• EXERCISE OBJECTIVE: Take the data below and copy exactly the lines starting at the one with "of the ocean?" and finishing at the one with "the dark rock", both included.

###

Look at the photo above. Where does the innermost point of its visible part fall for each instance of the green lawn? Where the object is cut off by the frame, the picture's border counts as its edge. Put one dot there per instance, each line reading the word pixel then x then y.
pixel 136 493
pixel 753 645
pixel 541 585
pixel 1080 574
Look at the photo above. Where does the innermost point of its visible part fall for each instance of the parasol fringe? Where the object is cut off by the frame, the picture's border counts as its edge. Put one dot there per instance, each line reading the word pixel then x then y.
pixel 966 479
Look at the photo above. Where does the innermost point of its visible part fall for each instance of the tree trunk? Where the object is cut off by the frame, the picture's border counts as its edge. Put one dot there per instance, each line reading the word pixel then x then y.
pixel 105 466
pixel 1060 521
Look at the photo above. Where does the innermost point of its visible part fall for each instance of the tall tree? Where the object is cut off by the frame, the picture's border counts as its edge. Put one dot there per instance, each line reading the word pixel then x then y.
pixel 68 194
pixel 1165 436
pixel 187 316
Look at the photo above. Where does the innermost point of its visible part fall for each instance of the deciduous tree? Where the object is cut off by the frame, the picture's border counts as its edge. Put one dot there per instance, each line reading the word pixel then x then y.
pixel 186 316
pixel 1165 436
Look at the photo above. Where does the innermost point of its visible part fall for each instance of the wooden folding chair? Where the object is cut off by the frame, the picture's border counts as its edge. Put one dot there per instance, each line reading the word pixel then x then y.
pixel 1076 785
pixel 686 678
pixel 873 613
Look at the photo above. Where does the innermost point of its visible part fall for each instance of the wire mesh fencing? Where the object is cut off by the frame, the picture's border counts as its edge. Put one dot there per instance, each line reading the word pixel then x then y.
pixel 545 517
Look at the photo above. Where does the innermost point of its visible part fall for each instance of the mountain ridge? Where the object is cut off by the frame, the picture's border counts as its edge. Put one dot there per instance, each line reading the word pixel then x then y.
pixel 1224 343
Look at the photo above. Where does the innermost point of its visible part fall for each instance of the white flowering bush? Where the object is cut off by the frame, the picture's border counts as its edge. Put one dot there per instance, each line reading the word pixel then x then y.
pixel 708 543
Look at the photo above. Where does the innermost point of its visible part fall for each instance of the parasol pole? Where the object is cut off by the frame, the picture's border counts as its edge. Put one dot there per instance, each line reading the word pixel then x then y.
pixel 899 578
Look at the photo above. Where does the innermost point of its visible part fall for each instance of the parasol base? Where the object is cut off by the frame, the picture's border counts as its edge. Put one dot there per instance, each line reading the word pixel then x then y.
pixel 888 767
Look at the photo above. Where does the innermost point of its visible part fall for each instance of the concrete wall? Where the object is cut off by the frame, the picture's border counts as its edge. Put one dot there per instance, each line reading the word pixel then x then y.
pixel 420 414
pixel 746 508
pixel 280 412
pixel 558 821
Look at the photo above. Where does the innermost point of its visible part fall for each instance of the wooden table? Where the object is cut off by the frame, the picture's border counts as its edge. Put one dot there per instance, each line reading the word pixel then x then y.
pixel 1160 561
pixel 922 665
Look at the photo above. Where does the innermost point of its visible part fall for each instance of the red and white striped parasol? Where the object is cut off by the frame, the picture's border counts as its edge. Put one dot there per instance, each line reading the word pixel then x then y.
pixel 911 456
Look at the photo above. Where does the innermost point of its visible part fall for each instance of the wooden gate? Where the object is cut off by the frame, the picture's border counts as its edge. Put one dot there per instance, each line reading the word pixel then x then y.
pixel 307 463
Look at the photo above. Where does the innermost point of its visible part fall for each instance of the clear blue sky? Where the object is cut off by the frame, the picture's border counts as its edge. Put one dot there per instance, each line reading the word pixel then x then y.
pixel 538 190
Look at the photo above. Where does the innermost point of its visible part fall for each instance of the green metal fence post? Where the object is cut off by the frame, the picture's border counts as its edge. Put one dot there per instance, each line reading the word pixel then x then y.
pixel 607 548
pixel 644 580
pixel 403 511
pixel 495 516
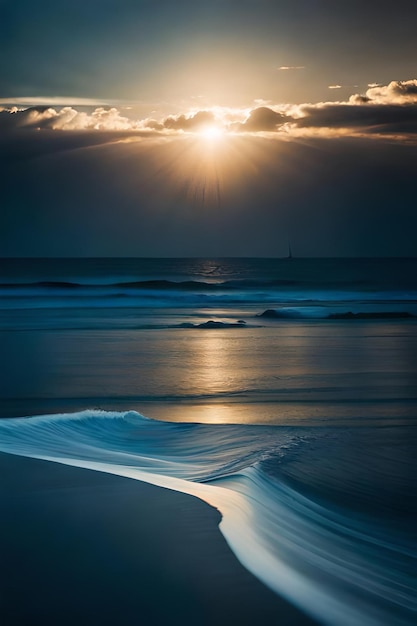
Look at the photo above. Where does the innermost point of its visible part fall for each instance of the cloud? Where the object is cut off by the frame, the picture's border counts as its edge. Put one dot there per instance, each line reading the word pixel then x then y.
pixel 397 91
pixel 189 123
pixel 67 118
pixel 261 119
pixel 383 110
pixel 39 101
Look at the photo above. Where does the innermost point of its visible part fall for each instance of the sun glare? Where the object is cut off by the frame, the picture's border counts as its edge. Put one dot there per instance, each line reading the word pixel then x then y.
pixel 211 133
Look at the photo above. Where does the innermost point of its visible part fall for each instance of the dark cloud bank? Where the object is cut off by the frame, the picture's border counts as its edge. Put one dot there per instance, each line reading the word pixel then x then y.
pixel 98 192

###

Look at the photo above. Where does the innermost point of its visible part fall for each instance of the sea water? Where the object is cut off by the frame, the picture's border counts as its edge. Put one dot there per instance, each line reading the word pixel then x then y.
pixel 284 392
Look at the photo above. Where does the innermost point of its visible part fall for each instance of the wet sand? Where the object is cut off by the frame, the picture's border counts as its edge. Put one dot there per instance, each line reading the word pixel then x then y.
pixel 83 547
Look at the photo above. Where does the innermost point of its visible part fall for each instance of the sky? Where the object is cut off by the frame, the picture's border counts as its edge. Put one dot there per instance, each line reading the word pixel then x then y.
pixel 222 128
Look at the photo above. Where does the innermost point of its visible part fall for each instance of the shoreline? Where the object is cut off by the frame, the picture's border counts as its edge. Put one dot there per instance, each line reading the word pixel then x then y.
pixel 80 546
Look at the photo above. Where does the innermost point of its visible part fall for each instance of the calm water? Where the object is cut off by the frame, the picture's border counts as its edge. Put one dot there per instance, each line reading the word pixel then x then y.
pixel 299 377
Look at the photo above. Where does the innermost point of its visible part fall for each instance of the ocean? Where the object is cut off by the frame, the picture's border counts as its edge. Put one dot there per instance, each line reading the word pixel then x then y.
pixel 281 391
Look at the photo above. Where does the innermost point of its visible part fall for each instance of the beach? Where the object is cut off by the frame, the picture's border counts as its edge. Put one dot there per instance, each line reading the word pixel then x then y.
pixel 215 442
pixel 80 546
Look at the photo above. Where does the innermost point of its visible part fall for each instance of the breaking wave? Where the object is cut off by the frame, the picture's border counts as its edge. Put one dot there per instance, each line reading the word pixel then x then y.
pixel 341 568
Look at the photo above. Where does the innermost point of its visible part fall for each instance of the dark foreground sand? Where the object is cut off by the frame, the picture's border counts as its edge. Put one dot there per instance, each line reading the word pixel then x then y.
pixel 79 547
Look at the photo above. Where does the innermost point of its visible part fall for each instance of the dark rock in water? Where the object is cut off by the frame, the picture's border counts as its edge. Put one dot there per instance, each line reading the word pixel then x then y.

###

• SOLUTION FOR THIS EXERCISE:
Look at the photo above. Where does the innermost point of its visible part fall for each instance of the ocean? Where the object is cut off by the frame, the picture's border counts as its edge. Put one dot there per instance, each line reading the word pixel then x then y.
pixel 281 391
Look at the photo above. Where does the innermost point of its visible part fall for each instance of the beach? Where the object is cut off by the frame, the picture's border counts as its edge. Put one dot there per instance, each line reading the word pixel then x then y.
pixel 215 442
pixel 80 546
Look at the photo above. Where does the innermost point of its visible part fall for each instance of the breaking wave? Where the object is cut off by the frame, the picture's border counts as its edge. Put one dot there per instance, each line reading the word pixel then x then y.
pixel 341 568
Look at the photo above. Where does the innermost point of its visible part fall for each instance of the dark foreground sand? Where the object is cut off by the frame, the picture's border counts as its edge. Put one dot there per instance, each line reading the word pixel then x then y.
pixel 79 547
Look at the photo above. Where does the innermost point of its visible part fall for each instance of the dark rock in water? Where the object is cut off by the frame, the picture's border counts as its edge. Put one dot there per instance, each line reading the word pixel then x then y.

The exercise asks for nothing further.